*WHAT TO WORK ON*: How many lines of the data below contain the word "forested"? Reply with the number alone.

*SUPPLIED RECORDS*:
----------

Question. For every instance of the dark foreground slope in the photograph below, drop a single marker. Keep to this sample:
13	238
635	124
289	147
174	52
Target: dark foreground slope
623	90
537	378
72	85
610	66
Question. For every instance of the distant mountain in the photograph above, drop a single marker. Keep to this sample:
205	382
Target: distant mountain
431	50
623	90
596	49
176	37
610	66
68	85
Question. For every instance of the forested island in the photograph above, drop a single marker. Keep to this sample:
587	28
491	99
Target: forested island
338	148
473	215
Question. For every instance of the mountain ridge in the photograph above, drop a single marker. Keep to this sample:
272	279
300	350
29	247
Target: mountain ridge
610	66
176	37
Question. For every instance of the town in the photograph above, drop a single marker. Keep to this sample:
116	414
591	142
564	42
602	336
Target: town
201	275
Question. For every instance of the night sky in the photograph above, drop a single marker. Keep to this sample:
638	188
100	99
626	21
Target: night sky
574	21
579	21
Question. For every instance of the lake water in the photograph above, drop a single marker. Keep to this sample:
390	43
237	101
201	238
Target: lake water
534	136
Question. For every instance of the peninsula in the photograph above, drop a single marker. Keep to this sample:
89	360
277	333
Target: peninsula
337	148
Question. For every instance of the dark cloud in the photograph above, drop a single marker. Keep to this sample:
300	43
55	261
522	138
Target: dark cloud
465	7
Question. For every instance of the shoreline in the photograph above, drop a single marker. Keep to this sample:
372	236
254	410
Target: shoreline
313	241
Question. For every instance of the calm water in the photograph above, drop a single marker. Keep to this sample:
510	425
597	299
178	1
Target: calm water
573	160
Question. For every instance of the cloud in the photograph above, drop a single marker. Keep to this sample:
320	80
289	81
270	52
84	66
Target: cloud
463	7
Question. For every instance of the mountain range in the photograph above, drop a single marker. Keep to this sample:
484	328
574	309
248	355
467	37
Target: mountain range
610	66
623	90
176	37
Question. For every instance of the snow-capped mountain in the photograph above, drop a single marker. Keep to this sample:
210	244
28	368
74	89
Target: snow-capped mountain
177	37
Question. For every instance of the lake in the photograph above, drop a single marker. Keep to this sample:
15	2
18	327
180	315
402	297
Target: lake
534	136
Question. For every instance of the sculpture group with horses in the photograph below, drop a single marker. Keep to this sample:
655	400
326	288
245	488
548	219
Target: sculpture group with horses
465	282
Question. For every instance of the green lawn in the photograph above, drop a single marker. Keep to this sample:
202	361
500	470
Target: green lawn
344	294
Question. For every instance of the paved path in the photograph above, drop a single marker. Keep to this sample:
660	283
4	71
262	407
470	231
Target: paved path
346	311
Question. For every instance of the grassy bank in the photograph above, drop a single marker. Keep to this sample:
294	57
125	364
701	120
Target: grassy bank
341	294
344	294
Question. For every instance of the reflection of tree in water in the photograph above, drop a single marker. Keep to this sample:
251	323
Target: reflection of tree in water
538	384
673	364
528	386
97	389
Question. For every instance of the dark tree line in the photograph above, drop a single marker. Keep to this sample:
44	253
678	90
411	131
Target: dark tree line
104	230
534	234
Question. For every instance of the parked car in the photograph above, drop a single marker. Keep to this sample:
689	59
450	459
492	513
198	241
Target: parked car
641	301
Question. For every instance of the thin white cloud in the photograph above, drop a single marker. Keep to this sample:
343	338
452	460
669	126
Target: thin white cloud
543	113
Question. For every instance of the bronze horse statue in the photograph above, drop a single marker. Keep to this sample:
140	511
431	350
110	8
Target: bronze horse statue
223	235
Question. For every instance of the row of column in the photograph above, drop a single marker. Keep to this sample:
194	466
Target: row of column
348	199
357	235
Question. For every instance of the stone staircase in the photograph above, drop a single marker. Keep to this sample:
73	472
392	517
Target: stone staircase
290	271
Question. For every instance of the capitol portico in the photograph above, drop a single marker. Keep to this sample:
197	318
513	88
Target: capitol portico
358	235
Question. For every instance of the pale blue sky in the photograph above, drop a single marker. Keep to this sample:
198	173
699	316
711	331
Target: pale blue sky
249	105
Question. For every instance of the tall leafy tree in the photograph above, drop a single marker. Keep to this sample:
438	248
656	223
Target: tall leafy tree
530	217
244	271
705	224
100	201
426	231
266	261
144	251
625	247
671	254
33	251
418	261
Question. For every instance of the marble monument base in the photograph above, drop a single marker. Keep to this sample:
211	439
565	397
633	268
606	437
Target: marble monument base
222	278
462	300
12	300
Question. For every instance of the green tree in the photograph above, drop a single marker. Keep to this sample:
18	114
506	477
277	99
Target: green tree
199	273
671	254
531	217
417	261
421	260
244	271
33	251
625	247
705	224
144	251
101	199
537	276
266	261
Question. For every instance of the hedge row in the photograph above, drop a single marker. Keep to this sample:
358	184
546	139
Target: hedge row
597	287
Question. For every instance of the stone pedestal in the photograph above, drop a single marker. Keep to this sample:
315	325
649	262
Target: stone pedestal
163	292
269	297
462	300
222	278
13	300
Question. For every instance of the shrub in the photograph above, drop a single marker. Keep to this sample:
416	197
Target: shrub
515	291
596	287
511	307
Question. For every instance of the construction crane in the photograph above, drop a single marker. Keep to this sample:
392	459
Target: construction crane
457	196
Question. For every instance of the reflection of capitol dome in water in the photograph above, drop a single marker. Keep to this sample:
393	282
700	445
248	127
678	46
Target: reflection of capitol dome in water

----------

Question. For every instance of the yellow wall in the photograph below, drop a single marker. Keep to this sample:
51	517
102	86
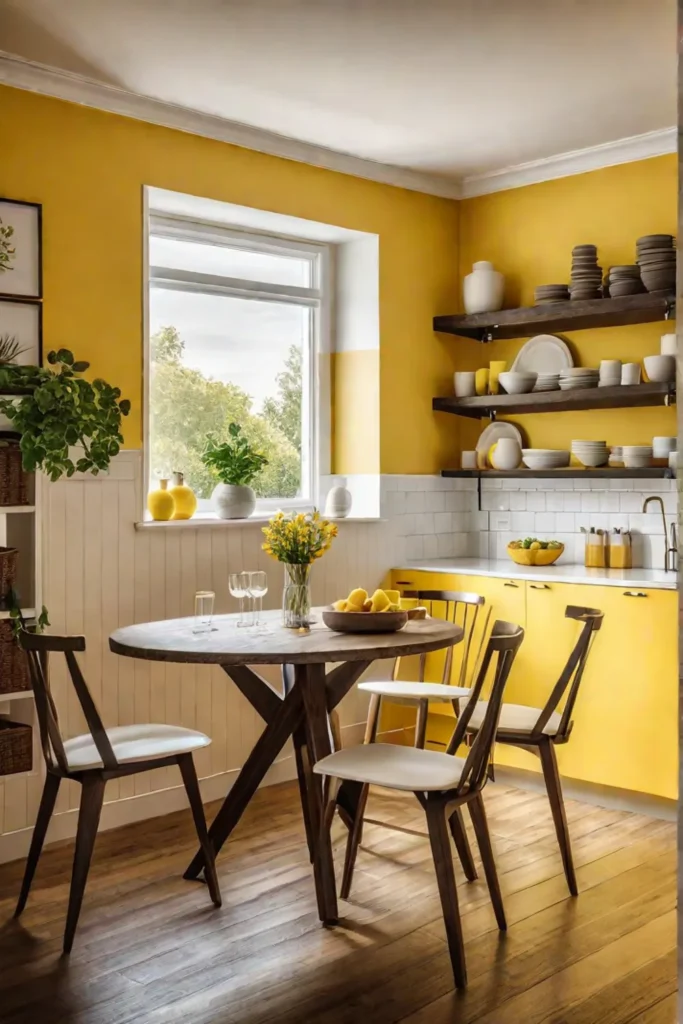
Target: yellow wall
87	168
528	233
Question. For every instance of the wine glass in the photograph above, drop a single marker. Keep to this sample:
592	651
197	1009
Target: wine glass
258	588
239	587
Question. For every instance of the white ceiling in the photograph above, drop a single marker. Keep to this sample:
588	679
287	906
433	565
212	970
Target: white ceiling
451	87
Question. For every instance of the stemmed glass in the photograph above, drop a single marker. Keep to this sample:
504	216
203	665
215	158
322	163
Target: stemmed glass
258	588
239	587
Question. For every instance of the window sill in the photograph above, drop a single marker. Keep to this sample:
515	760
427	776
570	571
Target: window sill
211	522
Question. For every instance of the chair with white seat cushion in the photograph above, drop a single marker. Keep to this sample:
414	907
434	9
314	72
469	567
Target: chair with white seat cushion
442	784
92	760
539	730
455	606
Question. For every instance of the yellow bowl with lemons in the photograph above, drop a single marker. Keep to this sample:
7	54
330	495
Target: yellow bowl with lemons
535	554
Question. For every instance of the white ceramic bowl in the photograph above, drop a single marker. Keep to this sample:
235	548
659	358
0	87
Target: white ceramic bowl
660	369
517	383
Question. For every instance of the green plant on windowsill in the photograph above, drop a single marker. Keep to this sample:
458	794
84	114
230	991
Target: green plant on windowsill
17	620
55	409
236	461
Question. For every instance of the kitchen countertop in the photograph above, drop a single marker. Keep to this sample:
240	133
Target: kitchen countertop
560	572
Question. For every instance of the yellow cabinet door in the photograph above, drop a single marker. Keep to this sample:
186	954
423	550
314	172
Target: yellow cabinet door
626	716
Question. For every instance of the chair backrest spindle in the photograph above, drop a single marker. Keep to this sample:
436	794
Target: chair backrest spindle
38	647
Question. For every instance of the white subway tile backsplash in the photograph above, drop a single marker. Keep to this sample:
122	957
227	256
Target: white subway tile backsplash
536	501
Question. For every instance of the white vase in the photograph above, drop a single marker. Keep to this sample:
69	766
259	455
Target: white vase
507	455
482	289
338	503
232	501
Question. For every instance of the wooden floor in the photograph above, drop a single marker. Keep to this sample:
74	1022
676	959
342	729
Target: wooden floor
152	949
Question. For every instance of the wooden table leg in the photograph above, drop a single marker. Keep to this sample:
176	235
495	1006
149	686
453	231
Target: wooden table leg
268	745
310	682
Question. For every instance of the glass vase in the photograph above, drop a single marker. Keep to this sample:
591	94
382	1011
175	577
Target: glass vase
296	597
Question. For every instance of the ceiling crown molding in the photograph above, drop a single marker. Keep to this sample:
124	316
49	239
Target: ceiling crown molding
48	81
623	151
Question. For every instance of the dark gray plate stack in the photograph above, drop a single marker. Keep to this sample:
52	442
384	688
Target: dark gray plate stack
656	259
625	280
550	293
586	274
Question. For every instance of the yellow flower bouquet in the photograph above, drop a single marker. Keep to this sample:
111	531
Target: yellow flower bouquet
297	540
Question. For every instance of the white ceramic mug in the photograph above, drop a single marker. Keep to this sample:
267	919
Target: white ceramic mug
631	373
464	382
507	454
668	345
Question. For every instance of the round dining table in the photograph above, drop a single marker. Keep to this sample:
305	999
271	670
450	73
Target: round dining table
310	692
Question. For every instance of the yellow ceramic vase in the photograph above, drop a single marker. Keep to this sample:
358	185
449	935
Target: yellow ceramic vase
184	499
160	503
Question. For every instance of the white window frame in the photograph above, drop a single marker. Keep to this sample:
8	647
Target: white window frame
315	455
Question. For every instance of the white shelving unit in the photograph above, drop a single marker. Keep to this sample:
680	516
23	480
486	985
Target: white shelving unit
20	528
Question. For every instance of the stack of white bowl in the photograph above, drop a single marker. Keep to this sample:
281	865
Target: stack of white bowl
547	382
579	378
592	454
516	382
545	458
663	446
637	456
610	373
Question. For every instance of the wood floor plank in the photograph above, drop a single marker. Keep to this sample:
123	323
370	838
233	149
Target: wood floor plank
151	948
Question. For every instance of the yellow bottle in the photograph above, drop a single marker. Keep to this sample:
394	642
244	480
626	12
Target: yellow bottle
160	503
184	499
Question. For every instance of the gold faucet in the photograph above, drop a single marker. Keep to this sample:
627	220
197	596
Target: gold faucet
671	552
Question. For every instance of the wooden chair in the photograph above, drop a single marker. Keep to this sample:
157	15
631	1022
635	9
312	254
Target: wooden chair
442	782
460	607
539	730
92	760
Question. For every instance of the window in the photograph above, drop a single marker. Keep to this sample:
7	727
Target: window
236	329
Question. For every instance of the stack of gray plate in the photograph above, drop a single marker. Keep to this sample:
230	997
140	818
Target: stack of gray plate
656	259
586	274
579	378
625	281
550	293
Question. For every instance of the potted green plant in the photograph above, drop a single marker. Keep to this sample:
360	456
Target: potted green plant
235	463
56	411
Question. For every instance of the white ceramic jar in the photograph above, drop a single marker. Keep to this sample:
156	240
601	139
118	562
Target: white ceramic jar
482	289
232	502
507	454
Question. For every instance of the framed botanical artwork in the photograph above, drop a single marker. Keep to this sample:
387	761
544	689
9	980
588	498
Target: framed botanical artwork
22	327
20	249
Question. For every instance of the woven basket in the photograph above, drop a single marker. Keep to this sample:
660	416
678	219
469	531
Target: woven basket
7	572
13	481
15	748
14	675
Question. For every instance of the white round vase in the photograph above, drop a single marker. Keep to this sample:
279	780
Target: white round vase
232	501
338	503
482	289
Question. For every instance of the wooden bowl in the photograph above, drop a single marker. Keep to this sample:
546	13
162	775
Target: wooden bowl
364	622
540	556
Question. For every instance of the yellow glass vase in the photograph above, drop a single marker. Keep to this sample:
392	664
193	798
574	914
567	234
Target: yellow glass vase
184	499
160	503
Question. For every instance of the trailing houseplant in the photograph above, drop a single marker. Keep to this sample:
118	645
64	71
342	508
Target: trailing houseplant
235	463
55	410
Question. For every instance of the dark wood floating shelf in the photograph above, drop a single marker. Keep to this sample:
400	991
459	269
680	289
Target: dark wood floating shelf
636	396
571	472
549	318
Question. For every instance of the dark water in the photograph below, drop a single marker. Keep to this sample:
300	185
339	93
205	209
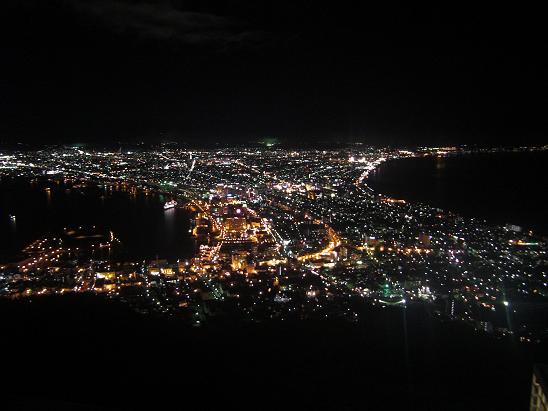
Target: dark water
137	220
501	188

----------

*EXERCISE RESULT*: 2